**Written task A:** In the post on discernment, what is condemnation called the counterfeit for?

I am currently delving into a deeper understanding of the true meaning of the cross of Christ, how it relates to salvation and how it reveals God's heart.

Monday, July 21, 2008

Discernment

Now accept the one who is weak in faith...

One person has faith...

he who is weak...

God has accepted him...

To his own master he stands or falls;

and he will stand, for the Lord is able to make him stand...

Each person must be fully convinced in his own mind...

...observes it for the Lord,

...does so for the Lord,

for he gives thanks to God;

...for the Lord...,

and gives thanks to God

...if we live, we live for the Lord,

or if we die, we die for the Lord;

therefore whether we live or die, we are the Lord's. (Romans 14:1-8)

Now accept the one who is weak in faith, ...for the purpose of passing judgment on his opinions.

...regard with contempt the one who does not

...judge the one who eats...

Who are you to judge the servant of another?

...lives for himself...

...dies for himself... (Romans 14:1-8)

Is the point a little bit more clear? There are two ways to live in relationship to religion and to others in the body. One way is to compare ourselves and our beliefs with theirs in a critical spirit, to discredit their beliefs while thinking we are more valuable, more “saved”, more righteous than they. In some sort of subconscious, twisted way we somehow think that condemning what others believe in contrast to our own set of doctrines or practices will somehow cause them to want to switch over and believe like we do.

But condemnation is yet another counterfeit that simply does not accomplish what we think it might. Condemnation is the counterfeit for conviction which is only the job of the Holy Spirit. Jesus said very clearly that He was not sent into the world to condemn the world but that the world through Him might be saved. Only the Holy Spirit can perceive clearly and relate to the heart properly and we have absolutely no business attempting to “judge” others no matter how many proof texts or quotations we can compile in our defense. The kind of judgment referred to here in this passage is the counterfeit kind of judgment, not the true form of judgment that takes place naturally in the presence of the real Spirit of Truth.

This lesson is so tangled in our thinking – mine included – that it is difficult to unpack it without participating in the very activity warned against here. But it is also important that I must be insistent in understanding it thoroughly and absorbing its reality into the deepest part of my thinking and relating. Any discussion of this topic can quickly sink into practicing the very thing we are talking about in this case – passing judgment on each other's opinions. This is an important lesson that must be applied first and most intensely to myself before I can be useful in sharing with anyone else this most important truth about relational attitudes.

**Written task B:** Please retype the stretch of the records from the line containing "Expected: one point per instance of the sneaker" through the line containing "[[136, 205]]".

**Stored rows:**
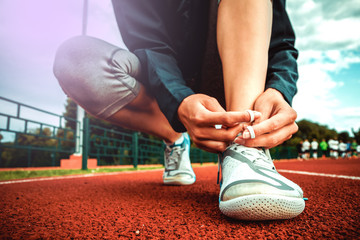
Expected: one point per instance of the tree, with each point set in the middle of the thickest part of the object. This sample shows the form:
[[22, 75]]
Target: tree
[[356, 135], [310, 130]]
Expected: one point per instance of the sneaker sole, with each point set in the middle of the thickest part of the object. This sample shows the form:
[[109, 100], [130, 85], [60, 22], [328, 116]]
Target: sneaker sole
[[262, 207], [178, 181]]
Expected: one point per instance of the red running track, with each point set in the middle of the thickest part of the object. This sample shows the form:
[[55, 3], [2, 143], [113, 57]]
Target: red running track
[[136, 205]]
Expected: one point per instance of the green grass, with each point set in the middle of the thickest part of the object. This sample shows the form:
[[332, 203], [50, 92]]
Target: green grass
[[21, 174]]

**Full answer A:** Conviction, which is only the job of the Holy Spirit.

**Full answer B:**
Expected: one point per instance of the sneaker sole, with each point set in the middle of the thickest part of the object. This sample shows the form:
[[109, 100], [130, 85], [60, 22], [328, 116]]
Target: sneaker sole
[[262, 207], [178, 181]]
Expected: one point per instance of the red running track, with each point set in the middle of the thickest part of the object. This sample shows the form:
[[55, 3], [2, 143], [113, 57]]
Target: red running track
[[136, 205]]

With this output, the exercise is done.